What the task asks —
Reproduce each of the rows below verbatim, from the first to the last, without altering any character.

------ Task input ------

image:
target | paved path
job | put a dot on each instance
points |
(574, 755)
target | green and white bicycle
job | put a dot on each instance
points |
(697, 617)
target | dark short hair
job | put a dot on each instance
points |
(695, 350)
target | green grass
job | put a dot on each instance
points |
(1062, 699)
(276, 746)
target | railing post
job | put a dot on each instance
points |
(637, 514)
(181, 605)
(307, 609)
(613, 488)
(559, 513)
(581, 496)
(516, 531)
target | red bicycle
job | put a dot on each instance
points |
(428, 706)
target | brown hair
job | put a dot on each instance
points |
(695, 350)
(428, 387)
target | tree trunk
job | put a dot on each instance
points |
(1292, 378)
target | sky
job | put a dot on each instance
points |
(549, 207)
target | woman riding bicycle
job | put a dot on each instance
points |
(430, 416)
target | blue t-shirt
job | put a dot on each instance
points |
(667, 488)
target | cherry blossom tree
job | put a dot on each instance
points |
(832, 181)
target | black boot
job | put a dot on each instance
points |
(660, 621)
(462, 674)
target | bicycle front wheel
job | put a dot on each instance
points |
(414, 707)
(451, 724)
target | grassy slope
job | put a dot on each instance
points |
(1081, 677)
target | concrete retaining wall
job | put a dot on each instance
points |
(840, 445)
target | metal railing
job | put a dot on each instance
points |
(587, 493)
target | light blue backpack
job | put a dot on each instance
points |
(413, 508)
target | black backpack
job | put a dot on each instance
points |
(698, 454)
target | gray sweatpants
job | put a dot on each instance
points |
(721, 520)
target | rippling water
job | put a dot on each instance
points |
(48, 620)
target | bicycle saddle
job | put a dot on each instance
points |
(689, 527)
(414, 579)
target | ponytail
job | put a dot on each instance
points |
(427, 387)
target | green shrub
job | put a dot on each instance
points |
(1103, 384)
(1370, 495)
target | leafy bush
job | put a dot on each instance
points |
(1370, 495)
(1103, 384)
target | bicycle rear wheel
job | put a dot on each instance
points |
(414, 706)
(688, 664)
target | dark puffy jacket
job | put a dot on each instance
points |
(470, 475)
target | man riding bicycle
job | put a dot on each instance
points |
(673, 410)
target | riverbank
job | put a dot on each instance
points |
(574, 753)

------

Problem solution —
image:
target | paved path
job | put a dot on each instance
points |
(574, 755)
target | green and white bicycle
job | put a dot on each instance
points |
(697, 617)
target | dark short hair
job | put a dot on each instance
points |
(695, 350)
target | green grass
job | put a dot on each instance
points |
(1062, 699)
(276, 746)
target | railing post
job | put a dot on each instance
points |
(637, 514)
(181, 605)
(307, 609)
(613, 488)
(559, 513)
(581, 496)
(516, 531)
target | red bicycle
job | put a dot on each instance
points |
(428, 706)
target | brown hair
job | put a dot on each instance
points |
(695, 350)
(428, 387)
target | tree trunk
job | put a dot on each instance
points |
(1292, 378)
target | sky
job | put a dot on each instance
points |
(549, 207)
target | woman riding bicycle
job | put a dot on each instance
points |
(430, 416)
target | blue t-shirt
job | put a dot on each instance
points |
(667, 488)
target | cherry blossom tree
job | put a dot on each instance
points |
(832, 181)
target | black boot
job | put a dot on each instance
points |
(660, 621)
(462, 674)
target | bicycle front wheel
job | put a dot on each instance
points |
(414, 707)
(451, 724)
target | grassy slope
job | put a dot on each instance
points |
(1081, 677)
target | concrete retaining wall
job | put a dot on each instance
points |
(840, 445)
target | metal railing
job | put a dot on each instance
points |
(587, 493)
target | light blue backpack
job | put a dot on each instance
points |
(413, 508)
target | black backpack
job | put a dot on each instance
points |
(698, 454)
target | gray sweatpants
job | put a dot on each instance
points |
(721, 520)
target | rippling water
job | put a dot on each instance
points |
(48, 620)
target | bicycle saddle
job | put a dot on each instance
points |
(689, 527)
(414, 579)
target | ponytail
job | put a dot on each instance
points |
(427, 387)
target | green shrub
job | put a dot on each instance
points |
(1103, 384)
(1370, 495)
target | leafy bush
job | put a dot on each instance
points |
(1370, 495)
(1103, 384)
target | bicycle rear wheel
job | put a dot on each instance
points |
(414, 706)
(688, 664)
target | dark puffy jacket
job | put a dot on each instance
points |
(470, 475)
target | man riding bicycle
job | put a dot on each instance
points |
(673, 410)
target | riverbank
job | put a dot on each instance
points |
(574, 753)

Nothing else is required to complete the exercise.